The Remo Stars Football club announced Kazeem’s sudden passing away on their official Twitter handle. The Nigerian National League side stated that they are doing everything to investigate the cause of his death. “We regret to announce the departure of our assistant captain and defender, Tiyamiyu Kazeem (Kaka). The club is doing everything possible to investigate his ultimately death. May his soul rest in perfect peace.”

Angry residents took to the streets across the town to protest the murder of the footballer who many described as talented and hard working. A close friend of the deceased, Bolaji Soluade, who spoke with our correspondent, confirmed his untimely death and blamed the SARS operatives for the incident. According to him, one of the officers was apprehended by residents after the shooting but was rescued by other policemen before the mob could do him much harm.

Youths in Sagamu went wild with rage when the news filtered to them that the young man who was earlier in the day arrested in Sagamu alive without resistance, and taken to Abeokuta, was allegedly shot dead later by the police halfway into their journey to Abeokuta.

It was learnt that quick intervention of senior police officers who moved in quickly to douse the tension saved Sagamu from turning into chaos. This is coming barely 48 hours after a similar protest broke out in Abeokuta, the Ogun State capital, on Thursday following the shooting of two Hausa traders in Olomoore Market by operatives of the Anti – Cultism Unit of the Ogun State Police Command.

Written instruction a » Extract the passage of the report on the footballer's death starting at "It was learnt" and ending at "State Police Command.".
The report and the records come from separate, unrelated sources.

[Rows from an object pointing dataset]

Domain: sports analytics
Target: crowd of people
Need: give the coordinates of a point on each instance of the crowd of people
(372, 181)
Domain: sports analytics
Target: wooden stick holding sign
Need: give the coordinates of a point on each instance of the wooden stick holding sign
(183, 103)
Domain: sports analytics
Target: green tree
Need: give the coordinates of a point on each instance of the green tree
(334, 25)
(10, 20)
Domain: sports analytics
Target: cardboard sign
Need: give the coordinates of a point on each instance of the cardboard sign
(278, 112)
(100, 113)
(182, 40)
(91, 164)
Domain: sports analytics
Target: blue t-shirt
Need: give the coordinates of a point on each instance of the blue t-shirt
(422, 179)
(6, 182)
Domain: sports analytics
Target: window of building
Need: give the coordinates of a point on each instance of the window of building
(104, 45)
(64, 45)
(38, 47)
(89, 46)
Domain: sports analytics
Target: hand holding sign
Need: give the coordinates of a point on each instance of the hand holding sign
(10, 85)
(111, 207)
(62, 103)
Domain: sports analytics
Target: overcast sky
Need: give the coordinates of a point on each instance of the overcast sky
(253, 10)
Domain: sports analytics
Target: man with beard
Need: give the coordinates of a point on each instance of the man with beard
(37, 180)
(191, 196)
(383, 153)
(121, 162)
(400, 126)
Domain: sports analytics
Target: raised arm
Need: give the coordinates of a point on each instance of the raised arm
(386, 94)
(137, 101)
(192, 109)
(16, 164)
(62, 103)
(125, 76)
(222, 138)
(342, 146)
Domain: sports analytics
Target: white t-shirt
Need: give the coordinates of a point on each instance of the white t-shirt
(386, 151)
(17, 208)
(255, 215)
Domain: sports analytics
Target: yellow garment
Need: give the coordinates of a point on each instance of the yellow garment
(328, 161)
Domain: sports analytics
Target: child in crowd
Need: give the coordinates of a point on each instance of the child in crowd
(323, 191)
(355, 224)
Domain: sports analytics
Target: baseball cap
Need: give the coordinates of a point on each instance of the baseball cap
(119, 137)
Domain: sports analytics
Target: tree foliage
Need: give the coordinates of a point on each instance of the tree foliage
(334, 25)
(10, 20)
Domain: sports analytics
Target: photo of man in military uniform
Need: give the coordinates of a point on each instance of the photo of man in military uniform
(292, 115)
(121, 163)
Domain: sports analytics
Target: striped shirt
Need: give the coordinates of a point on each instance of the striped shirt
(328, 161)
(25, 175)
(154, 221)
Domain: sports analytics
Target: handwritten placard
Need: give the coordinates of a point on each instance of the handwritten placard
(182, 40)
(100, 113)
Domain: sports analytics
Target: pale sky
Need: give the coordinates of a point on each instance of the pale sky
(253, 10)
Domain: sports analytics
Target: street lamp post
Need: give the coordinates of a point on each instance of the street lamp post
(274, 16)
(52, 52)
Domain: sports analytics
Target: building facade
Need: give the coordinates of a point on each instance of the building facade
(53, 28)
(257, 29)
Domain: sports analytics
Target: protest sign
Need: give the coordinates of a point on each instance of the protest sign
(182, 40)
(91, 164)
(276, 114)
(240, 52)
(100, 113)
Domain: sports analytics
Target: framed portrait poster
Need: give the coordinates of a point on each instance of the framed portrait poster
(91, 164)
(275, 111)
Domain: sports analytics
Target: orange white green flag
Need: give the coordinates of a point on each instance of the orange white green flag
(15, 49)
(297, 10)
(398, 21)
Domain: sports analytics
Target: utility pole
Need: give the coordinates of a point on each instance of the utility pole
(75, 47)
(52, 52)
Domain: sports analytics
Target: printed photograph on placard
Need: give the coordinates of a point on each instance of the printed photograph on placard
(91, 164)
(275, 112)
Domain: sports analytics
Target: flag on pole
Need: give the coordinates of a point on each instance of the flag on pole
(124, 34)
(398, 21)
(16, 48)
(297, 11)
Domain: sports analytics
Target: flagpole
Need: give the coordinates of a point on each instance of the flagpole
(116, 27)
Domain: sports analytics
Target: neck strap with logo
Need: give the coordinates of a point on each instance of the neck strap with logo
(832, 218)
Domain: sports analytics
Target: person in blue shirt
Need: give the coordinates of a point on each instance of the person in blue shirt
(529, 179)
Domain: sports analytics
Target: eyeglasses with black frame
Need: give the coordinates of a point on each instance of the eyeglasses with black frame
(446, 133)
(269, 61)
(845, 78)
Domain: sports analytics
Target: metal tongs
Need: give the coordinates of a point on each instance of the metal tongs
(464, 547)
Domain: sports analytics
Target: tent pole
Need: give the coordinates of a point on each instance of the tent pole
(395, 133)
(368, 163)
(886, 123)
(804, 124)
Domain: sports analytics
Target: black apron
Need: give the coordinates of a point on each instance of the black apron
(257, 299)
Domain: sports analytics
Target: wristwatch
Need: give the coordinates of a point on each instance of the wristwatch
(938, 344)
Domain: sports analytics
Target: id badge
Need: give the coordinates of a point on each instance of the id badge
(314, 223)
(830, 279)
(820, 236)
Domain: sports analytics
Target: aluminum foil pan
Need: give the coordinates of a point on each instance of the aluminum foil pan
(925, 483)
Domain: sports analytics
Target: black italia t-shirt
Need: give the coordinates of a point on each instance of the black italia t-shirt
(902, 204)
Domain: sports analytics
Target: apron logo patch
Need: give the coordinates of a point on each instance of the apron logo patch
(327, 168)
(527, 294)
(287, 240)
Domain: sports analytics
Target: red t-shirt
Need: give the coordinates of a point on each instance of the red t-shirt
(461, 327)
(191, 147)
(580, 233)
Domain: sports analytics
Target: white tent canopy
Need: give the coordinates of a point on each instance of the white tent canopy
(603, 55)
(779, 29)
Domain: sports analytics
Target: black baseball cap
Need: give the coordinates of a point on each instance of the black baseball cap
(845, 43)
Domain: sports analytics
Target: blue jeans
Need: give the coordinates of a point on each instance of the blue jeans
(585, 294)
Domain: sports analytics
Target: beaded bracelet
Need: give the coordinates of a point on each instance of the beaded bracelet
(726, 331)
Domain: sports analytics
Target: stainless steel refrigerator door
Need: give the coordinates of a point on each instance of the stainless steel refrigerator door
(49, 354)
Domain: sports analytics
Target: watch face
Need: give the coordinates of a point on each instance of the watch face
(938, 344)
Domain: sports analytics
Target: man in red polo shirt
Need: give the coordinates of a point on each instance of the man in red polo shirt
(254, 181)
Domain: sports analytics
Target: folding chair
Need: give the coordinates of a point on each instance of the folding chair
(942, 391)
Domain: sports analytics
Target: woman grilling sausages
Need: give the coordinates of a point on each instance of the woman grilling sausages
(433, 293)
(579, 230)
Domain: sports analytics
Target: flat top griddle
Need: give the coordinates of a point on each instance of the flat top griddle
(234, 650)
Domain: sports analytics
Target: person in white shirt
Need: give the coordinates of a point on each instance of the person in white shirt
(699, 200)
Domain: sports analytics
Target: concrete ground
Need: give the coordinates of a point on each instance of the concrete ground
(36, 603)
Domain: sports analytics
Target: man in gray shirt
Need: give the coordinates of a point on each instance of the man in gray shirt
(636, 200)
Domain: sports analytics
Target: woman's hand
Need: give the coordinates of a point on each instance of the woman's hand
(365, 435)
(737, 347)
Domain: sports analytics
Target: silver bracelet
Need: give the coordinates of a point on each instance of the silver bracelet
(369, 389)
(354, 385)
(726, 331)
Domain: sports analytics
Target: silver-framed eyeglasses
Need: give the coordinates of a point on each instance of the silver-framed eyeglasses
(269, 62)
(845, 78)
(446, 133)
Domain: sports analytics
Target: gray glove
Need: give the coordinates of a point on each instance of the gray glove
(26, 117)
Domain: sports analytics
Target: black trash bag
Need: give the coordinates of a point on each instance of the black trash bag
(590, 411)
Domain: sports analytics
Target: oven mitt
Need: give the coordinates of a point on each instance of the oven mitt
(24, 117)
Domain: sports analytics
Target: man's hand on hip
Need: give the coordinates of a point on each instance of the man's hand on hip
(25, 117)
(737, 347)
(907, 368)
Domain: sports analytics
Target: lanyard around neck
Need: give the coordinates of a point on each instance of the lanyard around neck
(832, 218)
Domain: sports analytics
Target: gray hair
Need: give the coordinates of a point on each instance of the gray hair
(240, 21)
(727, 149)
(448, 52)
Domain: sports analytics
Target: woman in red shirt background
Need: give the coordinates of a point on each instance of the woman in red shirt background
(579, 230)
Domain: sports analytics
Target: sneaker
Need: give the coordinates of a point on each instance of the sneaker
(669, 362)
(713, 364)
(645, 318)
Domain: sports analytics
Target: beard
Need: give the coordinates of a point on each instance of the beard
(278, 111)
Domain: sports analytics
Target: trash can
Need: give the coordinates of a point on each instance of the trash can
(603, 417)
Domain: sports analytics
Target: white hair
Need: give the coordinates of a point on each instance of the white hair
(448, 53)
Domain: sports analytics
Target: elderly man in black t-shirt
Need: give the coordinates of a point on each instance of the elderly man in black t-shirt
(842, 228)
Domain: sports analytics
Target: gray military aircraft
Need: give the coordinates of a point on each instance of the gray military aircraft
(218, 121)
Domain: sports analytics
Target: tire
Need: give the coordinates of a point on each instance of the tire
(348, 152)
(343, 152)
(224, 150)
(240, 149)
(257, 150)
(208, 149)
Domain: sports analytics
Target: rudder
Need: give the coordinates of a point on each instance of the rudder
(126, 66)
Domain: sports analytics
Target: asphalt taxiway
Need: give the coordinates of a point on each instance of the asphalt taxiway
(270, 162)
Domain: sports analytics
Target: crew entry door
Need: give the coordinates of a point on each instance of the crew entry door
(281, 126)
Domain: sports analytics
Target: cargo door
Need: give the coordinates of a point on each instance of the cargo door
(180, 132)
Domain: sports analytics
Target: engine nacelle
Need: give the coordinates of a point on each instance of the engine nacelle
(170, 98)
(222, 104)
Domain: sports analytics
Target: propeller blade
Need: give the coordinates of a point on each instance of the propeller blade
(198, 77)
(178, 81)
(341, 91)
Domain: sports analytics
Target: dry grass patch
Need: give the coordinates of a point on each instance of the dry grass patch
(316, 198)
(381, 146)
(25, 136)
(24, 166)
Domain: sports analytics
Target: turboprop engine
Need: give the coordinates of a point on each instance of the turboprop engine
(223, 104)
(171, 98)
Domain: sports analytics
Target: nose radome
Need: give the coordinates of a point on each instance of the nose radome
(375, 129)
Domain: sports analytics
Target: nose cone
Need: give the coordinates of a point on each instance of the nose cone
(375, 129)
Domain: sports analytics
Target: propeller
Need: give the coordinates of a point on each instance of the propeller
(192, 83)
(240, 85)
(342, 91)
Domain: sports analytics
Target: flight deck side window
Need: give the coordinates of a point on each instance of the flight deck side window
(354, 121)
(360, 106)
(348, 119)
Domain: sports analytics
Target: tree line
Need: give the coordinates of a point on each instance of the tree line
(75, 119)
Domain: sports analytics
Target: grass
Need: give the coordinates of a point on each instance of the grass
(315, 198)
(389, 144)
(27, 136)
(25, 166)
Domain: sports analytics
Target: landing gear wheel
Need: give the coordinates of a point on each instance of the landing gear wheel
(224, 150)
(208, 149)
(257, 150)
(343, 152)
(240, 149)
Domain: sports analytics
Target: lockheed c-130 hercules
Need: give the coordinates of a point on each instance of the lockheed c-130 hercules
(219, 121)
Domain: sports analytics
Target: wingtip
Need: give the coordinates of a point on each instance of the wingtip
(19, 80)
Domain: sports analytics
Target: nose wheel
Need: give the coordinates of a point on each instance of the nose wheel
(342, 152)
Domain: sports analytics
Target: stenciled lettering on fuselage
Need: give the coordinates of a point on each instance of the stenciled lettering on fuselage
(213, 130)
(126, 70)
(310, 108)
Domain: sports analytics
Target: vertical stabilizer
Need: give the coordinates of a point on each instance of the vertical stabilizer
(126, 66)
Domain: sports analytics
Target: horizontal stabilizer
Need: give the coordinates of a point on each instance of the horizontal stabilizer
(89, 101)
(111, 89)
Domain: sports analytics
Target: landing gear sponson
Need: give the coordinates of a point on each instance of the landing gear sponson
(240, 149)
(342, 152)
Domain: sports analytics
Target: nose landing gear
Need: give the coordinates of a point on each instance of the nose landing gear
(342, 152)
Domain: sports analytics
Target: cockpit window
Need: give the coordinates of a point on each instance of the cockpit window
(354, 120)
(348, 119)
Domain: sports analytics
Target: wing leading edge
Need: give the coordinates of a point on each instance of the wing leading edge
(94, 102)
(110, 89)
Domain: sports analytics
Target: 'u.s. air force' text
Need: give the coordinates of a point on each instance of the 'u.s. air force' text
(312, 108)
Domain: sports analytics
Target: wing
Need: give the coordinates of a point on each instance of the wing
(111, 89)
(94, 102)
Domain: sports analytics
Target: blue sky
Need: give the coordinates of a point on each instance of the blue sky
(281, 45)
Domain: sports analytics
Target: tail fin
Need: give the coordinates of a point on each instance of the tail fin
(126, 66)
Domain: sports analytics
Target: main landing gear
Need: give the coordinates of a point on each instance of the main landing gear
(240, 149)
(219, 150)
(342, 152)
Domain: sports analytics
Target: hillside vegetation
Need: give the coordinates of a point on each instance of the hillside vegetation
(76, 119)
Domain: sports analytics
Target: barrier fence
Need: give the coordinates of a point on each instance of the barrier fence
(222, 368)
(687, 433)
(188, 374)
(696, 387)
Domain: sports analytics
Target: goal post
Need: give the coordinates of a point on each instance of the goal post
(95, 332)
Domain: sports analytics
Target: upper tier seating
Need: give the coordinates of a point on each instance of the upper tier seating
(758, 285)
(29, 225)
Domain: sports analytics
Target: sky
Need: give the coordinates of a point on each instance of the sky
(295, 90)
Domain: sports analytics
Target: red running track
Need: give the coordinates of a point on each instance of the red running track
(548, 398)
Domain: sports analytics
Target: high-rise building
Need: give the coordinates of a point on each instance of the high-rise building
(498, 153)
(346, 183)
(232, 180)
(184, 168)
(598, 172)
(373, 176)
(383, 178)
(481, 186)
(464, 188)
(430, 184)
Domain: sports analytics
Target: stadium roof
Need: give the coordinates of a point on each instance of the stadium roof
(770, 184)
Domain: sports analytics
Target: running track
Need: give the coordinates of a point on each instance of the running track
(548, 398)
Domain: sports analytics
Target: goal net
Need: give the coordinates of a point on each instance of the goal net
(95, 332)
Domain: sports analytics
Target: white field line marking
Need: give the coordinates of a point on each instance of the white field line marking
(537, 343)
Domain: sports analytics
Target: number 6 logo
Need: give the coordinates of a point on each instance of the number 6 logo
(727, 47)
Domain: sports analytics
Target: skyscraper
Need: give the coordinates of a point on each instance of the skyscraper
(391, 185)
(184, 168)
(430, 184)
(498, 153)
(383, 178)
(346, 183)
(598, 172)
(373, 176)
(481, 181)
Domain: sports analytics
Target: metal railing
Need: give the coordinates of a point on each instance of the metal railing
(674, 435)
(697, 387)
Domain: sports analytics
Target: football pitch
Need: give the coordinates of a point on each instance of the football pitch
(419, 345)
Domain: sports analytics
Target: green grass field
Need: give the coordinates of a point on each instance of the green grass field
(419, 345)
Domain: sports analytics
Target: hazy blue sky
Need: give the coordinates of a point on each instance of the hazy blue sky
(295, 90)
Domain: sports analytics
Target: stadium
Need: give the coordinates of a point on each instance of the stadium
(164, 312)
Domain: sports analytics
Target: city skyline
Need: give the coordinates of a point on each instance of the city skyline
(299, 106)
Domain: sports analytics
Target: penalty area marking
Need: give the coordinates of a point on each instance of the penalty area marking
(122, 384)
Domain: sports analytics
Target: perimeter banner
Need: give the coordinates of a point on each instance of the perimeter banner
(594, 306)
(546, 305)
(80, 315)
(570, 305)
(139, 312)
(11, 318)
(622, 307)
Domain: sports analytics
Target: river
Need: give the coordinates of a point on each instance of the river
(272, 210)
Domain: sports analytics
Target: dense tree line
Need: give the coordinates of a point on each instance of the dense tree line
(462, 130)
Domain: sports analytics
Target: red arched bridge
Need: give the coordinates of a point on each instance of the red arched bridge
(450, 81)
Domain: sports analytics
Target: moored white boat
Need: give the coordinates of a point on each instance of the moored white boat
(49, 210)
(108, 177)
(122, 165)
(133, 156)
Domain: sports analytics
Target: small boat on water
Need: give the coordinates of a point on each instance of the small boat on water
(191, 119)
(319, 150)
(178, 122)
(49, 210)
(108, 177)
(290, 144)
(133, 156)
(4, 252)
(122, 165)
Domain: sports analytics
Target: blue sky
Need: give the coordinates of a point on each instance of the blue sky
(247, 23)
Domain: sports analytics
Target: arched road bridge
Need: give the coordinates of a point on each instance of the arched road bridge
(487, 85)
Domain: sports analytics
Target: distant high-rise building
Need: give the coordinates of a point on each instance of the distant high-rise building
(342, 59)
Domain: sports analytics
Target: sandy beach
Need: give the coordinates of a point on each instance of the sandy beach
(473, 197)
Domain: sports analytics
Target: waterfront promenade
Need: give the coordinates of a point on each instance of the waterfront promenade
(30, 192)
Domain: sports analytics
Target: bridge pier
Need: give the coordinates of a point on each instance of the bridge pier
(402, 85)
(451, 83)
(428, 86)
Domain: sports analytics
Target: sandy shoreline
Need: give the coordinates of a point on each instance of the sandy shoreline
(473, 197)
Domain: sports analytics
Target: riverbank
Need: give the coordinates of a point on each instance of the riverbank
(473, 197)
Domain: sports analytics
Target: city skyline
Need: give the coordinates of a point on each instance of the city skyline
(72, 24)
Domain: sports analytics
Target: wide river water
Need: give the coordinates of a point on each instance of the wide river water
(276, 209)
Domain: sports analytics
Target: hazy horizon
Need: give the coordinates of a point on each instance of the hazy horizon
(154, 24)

Written instruction b » Gather every line of the records that contains the string "sandy", copying each one in full.

Complete output a »
It was learnt that quick intervention of senior police officers who moved in quickly to douse the tension saved Sagamu from turning into chaos. This is coming barely 48 hours after a similar protest broke out in Abeokuta, the Ogun State capital, on Thursday following the shooting of two Hausa traders in Olomoore Market by operatives of the Anti – Cultism Unit of the Ogun State Police Command.

Complete output b »
Target: sandy beach
Need: give the coordinates of a point on each instance of the sandy beach
Target: sandy shoreline
Need: give the coordinates of a point on each instance of the sandy shoreline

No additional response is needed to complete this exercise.